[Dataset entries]
------

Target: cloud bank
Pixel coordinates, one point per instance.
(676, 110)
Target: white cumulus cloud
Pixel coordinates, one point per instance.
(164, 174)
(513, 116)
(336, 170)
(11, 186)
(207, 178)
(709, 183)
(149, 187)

------

### What the task asks
Using the records above, count the lines containing "cloud". Give no words besides the number.

### Result of the exercise
2